"""
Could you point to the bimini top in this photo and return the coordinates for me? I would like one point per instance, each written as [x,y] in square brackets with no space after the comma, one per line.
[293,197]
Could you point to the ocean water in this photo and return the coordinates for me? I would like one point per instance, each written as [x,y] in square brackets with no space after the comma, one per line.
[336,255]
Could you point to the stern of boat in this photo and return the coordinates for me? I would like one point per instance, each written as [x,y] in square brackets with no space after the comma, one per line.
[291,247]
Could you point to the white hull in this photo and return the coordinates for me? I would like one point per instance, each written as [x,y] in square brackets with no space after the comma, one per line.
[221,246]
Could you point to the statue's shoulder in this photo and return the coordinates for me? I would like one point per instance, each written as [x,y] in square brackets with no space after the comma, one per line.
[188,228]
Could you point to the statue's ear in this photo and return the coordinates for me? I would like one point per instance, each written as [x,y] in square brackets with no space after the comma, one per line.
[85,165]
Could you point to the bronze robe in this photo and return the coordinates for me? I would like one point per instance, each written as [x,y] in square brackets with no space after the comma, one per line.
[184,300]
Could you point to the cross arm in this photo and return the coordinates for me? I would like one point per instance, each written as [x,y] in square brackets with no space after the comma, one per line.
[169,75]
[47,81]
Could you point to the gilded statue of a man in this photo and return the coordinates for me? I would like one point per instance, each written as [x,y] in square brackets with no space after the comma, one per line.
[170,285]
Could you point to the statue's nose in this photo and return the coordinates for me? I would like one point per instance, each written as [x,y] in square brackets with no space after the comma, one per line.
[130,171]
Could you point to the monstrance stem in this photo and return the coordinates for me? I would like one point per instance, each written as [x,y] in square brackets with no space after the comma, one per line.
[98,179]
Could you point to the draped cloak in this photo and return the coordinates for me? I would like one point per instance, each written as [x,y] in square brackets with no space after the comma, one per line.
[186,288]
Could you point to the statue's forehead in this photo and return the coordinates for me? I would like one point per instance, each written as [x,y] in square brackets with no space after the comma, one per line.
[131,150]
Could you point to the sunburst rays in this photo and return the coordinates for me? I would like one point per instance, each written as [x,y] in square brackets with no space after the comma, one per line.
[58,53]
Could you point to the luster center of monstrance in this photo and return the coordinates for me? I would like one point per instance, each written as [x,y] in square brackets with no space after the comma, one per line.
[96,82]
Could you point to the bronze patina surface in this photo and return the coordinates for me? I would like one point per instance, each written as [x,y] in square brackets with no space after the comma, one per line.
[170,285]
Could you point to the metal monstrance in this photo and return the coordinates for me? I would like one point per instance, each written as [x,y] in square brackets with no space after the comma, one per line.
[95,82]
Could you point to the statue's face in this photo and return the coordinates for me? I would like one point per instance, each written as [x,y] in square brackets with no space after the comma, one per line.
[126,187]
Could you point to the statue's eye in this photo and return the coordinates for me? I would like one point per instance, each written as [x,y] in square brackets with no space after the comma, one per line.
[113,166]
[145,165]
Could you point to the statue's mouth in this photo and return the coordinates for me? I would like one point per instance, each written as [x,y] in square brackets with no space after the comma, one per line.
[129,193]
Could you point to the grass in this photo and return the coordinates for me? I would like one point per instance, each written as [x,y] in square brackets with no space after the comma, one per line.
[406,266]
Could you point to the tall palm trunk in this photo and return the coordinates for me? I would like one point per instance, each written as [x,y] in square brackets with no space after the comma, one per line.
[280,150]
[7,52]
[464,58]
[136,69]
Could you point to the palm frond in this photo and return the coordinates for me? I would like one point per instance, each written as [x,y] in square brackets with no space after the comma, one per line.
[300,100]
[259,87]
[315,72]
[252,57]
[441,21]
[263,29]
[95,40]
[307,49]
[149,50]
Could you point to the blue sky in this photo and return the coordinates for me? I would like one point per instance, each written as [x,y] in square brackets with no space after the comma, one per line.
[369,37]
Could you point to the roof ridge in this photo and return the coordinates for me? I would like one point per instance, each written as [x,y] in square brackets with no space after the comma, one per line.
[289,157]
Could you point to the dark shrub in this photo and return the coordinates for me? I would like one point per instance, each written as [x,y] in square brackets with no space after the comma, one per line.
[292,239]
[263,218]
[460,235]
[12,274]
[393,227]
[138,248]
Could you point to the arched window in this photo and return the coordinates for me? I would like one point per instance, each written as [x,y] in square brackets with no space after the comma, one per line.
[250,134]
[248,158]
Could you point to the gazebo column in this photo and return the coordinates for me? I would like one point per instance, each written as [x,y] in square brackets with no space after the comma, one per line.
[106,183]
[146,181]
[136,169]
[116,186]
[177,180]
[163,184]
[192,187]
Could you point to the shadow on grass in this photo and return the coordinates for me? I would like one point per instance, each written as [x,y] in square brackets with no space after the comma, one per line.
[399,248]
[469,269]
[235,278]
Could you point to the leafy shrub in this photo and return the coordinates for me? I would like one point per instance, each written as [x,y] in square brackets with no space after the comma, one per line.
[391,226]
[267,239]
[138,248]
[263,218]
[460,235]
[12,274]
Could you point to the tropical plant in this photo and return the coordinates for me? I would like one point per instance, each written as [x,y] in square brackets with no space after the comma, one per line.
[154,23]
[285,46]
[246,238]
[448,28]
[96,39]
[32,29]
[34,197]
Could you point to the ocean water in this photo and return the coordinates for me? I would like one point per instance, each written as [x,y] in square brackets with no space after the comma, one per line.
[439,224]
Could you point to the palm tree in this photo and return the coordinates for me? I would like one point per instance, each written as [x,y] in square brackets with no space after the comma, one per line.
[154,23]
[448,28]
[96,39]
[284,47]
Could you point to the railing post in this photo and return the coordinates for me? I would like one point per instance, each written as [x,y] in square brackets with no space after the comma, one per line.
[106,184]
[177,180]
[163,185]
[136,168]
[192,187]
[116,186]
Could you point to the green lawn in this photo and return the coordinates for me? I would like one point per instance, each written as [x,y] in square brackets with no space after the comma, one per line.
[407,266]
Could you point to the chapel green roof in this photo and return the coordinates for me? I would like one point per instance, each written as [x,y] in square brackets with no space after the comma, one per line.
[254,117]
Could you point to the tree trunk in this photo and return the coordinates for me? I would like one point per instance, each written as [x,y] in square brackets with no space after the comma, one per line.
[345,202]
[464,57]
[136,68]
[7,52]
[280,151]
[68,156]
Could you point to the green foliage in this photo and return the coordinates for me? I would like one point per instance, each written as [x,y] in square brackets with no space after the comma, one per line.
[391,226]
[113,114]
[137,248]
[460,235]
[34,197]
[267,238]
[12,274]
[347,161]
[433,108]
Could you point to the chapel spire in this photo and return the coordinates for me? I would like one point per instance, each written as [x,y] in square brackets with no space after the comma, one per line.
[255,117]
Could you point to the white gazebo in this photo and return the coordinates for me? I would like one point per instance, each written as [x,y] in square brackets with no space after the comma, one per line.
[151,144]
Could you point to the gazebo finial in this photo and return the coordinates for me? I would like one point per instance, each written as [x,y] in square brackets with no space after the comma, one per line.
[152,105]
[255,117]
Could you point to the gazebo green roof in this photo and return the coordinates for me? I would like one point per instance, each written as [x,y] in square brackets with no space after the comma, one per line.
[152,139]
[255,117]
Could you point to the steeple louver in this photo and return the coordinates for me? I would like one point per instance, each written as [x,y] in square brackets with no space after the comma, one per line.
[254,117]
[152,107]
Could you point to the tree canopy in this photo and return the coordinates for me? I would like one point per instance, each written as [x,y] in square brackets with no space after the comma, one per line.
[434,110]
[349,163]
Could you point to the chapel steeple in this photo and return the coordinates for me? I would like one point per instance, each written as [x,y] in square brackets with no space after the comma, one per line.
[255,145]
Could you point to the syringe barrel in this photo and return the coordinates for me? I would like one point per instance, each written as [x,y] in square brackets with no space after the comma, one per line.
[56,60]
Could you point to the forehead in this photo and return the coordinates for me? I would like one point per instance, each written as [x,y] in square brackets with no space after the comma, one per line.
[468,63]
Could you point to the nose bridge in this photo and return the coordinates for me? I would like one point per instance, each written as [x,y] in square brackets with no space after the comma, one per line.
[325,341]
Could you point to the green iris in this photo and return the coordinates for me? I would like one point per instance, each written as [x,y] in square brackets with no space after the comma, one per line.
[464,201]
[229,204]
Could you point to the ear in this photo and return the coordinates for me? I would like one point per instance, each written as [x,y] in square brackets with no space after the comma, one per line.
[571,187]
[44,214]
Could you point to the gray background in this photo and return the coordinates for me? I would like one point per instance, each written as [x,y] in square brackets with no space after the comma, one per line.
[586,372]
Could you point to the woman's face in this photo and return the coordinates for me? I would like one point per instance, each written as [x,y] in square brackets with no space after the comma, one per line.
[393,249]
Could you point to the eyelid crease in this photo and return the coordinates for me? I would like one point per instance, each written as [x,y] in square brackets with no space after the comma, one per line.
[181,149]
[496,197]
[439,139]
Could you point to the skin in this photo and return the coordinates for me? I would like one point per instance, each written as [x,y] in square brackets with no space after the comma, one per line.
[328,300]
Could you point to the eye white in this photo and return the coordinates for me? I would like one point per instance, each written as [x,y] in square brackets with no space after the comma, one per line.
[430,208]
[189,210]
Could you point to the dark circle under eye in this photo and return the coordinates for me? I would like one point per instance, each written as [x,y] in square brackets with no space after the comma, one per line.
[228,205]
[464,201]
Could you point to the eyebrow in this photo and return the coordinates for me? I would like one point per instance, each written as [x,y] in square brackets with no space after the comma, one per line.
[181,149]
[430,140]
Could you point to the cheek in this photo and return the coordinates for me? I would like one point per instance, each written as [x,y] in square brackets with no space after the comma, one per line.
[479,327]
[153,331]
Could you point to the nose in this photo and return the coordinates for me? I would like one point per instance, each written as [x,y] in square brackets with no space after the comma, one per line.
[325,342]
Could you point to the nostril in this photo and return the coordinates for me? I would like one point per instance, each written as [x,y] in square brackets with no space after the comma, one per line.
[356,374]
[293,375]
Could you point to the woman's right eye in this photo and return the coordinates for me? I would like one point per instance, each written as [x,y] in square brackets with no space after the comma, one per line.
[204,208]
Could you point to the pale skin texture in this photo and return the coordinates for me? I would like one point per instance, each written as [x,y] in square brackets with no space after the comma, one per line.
"""
What this task involves — Print from the line containing "Could you point to the nose in" to the last line above, exactly as written.

Solution for this problem —
Could you point to the nose in this photo and return the coordinates for me? I would like one point per instance, each written as [x,y] in square brackets with no space after the comma, one per line.
[325,342]
Could you point to the nostril in this photo and return the coordinates for me? I would like one point per instance, each written as [x,y] in square brackets with no space after the comma, one per line.
[356,374]
[293,375]
Could you point to the woman's right eye in this photo and return the coordinates for me? I would like one point per instance, each written as [x,y] in square brackets with no space after the comma, one per line.
[204,208]
Could you point to the pale skin texture in this photo and return the coordinates for me? I would like one point per instance, each written as [x,y] in square brackets with no space after the comma, one per line.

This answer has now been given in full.